## ZU ERLEDIGEN:
1. Nimm aus dem Textauszug den Teil, der mit den Worten um „Aarons Coming-Out (Oh“ anfängt und mit „Verlage eingehend interessiert.“ aufhört, und schreib ihn neu hin. Setz dabei „Hippodice-Wettbewerb“ an die Stelle von „Hippodice“.
2. Schreib den Absatz im Textauszug, der mit „Wenn Aaron heutzutage“ beginnt, kürzer und behalte dabei seine wichtigsten Angaben.

Aarons Coming-Out (Oh Gott, ist dieser Begriff hier richtig verwendet?) als begnadeter Spieleautor übersteigt alle Erwartungen. Sein „Yunnan“ wird bei Argentum produziert und erscheint im Oktober in Essen. Auch beim Hippodice Autorenwettbewerb (dem traditionsreichsten deutschen Wettbewerb für angehende Spieleautoren) kam es in die Endausscheidung, wurde dann aber nicht mehr gespielt, weil es bereits einen Verlag hat.
Dafür kam jetzt sein zweites Spiel „Trawler“ bei Hippodice auf die Empfehlungsliste. Übermorgen werden die Entscheidungen bekanntgeben, die auch bei Verlagen höchste Beachtung finden. Vielleicht kommt dann mehr oder weniger zeitgleich noch ein zweites Aaron-Spiel auf den Markt. Und für seine dritte Erfindung, für das kleine Kartenspiel „Diggers“ habe sich auf der internationalen Spieleerfinder Messe in Haar auch gleich zwei Verlage eingehend interessiert.
Die tränenreiche Erfahrung, dass Spieleerfinden eine frustreiche und brotlose Freizeitbeschäftigung ist, bleibt Aaron in diesem Jahr glücklicherweise erspart.
1. “Dicht dran”
Wenn Aaron heutzutage ein Spiel auf den Tisch legt, wird am Westpark schon gefragt: „Ist das ein Spiel von Dir?“. War aber nicht. „Dicht dran“ ist vom Spieleautor Reinhard Staupe, der mit immerhin schon fünf seiner Spiele (Basari, Cincinatti, Edel, Stein & Reich, Shit! und Speed) auf unserer Internetseite vertreten ist. Aaron hat das Spiel auf der Messe in Nürnberg erstanden; ihm ging der Ruf voraus, „besser zu sein als 6-nimmt“!
Wir arbeiten ebenfalls mit Zahlenkarten, diesmal nur von 1 bis 100. Statt „Hornochsen“ sind darauf „Knallschoten“ abgebildet, als Hobbykoch würde ich sie für simple Pepperoni halten. Eine Karte liegt als Diskriminante in der Tischmitte, darum herum liegen kreisförmig angeordnet vier weitere Karten. In einem zyklischen Verfahren werden immer zwei Kreis-Karten ausgewählt und bilden die „Lücke“.

## VORLIEGENDE EINTRÄGE:
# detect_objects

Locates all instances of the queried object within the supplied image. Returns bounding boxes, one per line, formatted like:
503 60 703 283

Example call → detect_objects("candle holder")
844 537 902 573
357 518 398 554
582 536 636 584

## DIE ERGEBNISSE:
1.
Aarons Coming-Out (Oh Gott, ist dieser Begriff hier richtig verwendet?) als begnadeter Spieleautor übersteigt alle Erwartungen. Sein „Yunnan“ wird bei Argentum produziert und erscheint im Oktober in Essen. Auch beim Hippodice-Wettbewerb Autorenwettbewerb (dem traditionsreichsten deutschen Wettbewerb für angehende Spieleautoren) kam es in die Endausscheidung, wurde dann aber nicht mehr gespielt, weil es bereits einen Verlag hat.
Dafür kam jetzt sein zweites Spiel „Trawler“ bei Hippodice-Wettbewerb auf die Empfehlungsliste. Übermorgen werden die Entscheidungen bekanntgeben, die auch bei Verlagen höchste Beachtung finden. Vielleicht kommt dann mehr oder weniger zeitgleich noch ein zweites Aaron-Spiel auf den Markt. Und für seine dritte Erfindung, für das kleine Kartenspiel „Diggers“ habe sich auf der internationalen Spieleerfinder Messe in Haar auch gleich zwei Verlage eingehend interessiert.

2. Bringt Aaron ein neues Spiel mit, fragt man am Westpark inzwischen gleich, ob es von ihm stammt. „Dicht dran“ ist aber von Reinhard Staupe, der schon mit fünf Spielen auf der Internetseite vertreten ist. Aaron hat es auf der Messe in Nürnberg gekauft. Es hieß, es sei „besser als 6-nimmt“.